PASSAGE TO READ:
------------------------------------------------
The Commonwealth of Puerto Rico and its Department of Health (collectively, "the Commonwealth") have asked the court via motion (Docket No. 1506) to reconsider its denial of their request that it issue an order requiring the independent court monitor in this case, Dr. Sylvia Fernandez-Colorado, to enter into a professional services contract with the Commonwealth. The court hereby DENIES said motion, and hence, reaffirms its earlier ruling at Docket Nos. 1495 & 1503.

This case dates back to 1999 when the United States of America, through its Department of Justice, Civil Rights Division, filed suit against the Commonwealth to vindicate the constitutional and statutory rights of United States citizens with developmental disabilities, such as Autism, Down's Syndrome and mental retardation. Historically, this vulnerable population with special needs has been deprived of the right to receive adequate and appropriate services and supports in the most integral community setting. See, e.g., Title II of the Americans with Disabilities Act, 42 U.S.C. §§ 12131-12134 (Part A), and the Civil Rights of Institutionalized Persons Act, 42 U.S.C. § 1997; Olmstead v. L.C., 527 U.S. 581, 119 S.Ct. 2176, 144 L.Ed.2d 540 (1999).

Since July 20, 2000, the undersigned and his two esteemed predecessors, Judge Juan M. Perez-Gimenez and Judge Jay Garcia-Gregory have repeatedly endorsed settlement orders and judgments establishing that the monitor herein, known as the Joint Compliance Coordinator ("JCC") is an independent monitoring judicial official, and not a mere consultant for any of the parties. See e.g., Interim Settlement Agreement of April 30, 1999, (Docket No. 2); Supplemental Interim Settlement Agreement of April 14, 2000 (Docket No. 15); and Joint Compliance Action Plan of October 6, 2011 (Docket No. 1181).
------------------------------------------------
DATA SECTION:
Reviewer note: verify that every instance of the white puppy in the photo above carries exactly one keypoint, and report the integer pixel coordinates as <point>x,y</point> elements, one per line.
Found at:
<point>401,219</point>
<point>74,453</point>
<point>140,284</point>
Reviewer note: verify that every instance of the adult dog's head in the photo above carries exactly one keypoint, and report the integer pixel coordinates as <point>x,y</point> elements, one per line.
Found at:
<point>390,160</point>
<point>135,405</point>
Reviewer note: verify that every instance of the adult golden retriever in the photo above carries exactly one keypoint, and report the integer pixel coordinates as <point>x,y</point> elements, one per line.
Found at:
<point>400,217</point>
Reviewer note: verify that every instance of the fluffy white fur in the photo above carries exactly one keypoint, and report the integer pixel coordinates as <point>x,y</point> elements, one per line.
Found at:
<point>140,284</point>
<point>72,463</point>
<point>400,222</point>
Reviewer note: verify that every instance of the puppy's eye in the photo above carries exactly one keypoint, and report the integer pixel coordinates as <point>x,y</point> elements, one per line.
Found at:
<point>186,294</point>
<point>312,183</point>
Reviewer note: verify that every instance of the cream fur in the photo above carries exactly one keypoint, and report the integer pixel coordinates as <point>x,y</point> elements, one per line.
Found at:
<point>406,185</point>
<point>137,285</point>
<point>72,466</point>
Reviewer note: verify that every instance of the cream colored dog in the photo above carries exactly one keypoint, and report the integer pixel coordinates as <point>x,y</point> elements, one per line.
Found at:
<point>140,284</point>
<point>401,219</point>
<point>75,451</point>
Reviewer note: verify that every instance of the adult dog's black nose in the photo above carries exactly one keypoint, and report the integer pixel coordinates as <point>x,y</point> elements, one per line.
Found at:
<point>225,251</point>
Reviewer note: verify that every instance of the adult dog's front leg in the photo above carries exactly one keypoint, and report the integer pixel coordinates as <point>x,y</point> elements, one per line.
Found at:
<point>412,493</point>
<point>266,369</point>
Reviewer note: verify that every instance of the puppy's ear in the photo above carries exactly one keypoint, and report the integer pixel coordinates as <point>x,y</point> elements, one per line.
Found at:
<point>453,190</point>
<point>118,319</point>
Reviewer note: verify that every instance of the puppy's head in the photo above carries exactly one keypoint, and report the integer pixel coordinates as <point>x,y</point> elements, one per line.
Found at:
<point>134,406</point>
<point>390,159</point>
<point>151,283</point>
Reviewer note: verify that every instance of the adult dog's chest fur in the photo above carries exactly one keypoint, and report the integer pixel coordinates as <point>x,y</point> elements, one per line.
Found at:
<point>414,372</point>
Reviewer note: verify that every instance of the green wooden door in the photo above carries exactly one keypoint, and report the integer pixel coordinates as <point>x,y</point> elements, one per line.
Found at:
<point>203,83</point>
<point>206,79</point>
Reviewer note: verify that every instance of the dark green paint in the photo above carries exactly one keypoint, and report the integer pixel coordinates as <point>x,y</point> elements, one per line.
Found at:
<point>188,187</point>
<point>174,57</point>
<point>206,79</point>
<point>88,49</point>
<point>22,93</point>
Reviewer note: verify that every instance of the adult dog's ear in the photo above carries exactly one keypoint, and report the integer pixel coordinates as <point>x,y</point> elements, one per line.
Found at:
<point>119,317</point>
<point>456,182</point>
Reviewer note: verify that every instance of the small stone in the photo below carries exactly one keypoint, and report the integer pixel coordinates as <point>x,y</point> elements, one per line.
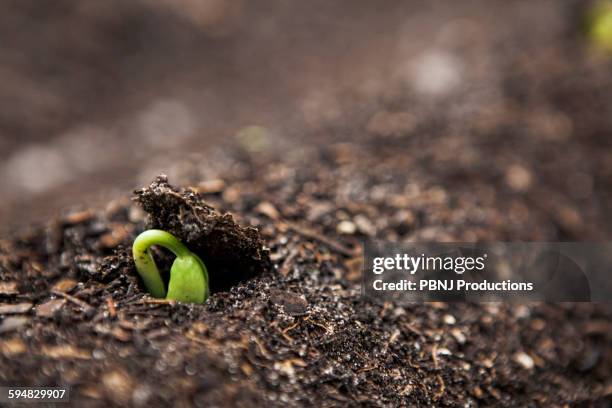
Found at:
<point>268,210</point>
<point>65,351</point>
<point>12,347</point>
<point>118,385</point>
<point>8,288</point>
<point>346,227</point>
<point>364,225</point>
<point>17,308</point>
<point>449,319</point>
<point>64,285</point>
<point>524,360</point>
<point>113,238</point>
<point>458,335</point>
<point>49,308</point>
<point>292,303</point>
<point>210,186</point>
<point>518,178</point>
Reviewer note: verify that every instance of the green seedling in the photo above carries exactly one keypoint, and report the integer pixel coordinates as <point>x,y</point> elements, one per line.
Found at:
<point>188,275</point>
<point>600,25</point>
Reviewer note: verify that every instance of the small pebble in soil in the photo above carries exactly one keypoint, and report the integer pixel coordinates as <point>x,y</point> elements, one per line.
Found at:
<point>524,360</point>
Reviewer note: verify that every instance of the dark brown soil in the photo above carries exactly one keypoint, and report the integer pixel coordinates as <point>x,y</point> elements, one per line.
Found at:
<point>519,150</point>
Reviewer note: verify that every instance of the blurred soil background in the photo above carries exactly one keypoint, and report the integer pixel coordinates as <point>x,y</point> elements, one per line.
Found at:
<point>99,97</point>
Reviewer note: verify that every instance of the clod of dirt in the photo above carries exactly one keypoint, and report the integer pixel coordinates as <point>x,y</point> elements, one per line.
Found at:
<point>232,253</point>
------------------------------------------------
WORK TO DO:
• a. Can you set down the part of the Puerto Rico court order that begins at the words "The Commonwealth of" and stops after "1495 & 1503.", word for word?
• b. Would you resume the Puerto Rico court order on the independent monitor from the point where it stops?

EXPECTED RESULTS:
• a.
The Commonwealth of Puerto Rico and its Department of Health (collectively, "the Commonwealth") have asked the court via motion (Docket No. 1506) to reconsider its denial of their request that it issue an order requiring the independent court monitor in this case, Dr. Sylvia Fernandez-Colorado, to enter into a professional services contract with the Commonwealth. The court hereby DENIES said motion, and hence, reaffirms its earlier ruling at Docket Nos. 1495 & 1503.

• b.
Fourteen years after the outset of this federal case, and five local administrations later, the Commonwealth justifies the need for a contract based on House Bill No. 1922 of April 30, 2014 known as "the Law of Fiscal Sustainability of the Commonwealth of Puerto Rico", which if enacted would establish constraints regarding the use of public monies.1 Because the monitor and his staff are compensated from public funds deposited with the Clerk of the Court, and these funds are approved by the local legislature, the Commonwealth posits that without such contract it would unlawfully be disbursing public funds. Likewise, it alludes to the Puerto Rico Government Accounting Act of 1974, P.R. LAWS ANN. tit. 3 § 283, which requires all government obligations that require payments within a fiscal year to be recorded in contract form.

The preceding arguments do not prevail. The court in this case retains jurisdiction to enforce the parties' settlement agreement, which is akin to a consent decree. In order to effectively do so, the court has the authority to order any remedy that vindicates federal rights, more so as here in the context of an extended structured reform. Thus, otherwise valid Commonwealth laws cannot stand in the way of a federal court's remedial scheme insofar as enforcement thereof is concerned. See Hook v. Arizona Dept. of Corr., 107 F.3d 1397, 1402-03 (9th Cir.1997).

At present, significant remedial issues remain unresolved in this case, and require independent court monitoring. For example, placement in adequate community homes, employment and health services are a few such areas. The JCC has always been the eyes and ears of this court. Forcing the JCC to sign a contract with the Commonwealth would thus frustrate this officer's raison d'etre.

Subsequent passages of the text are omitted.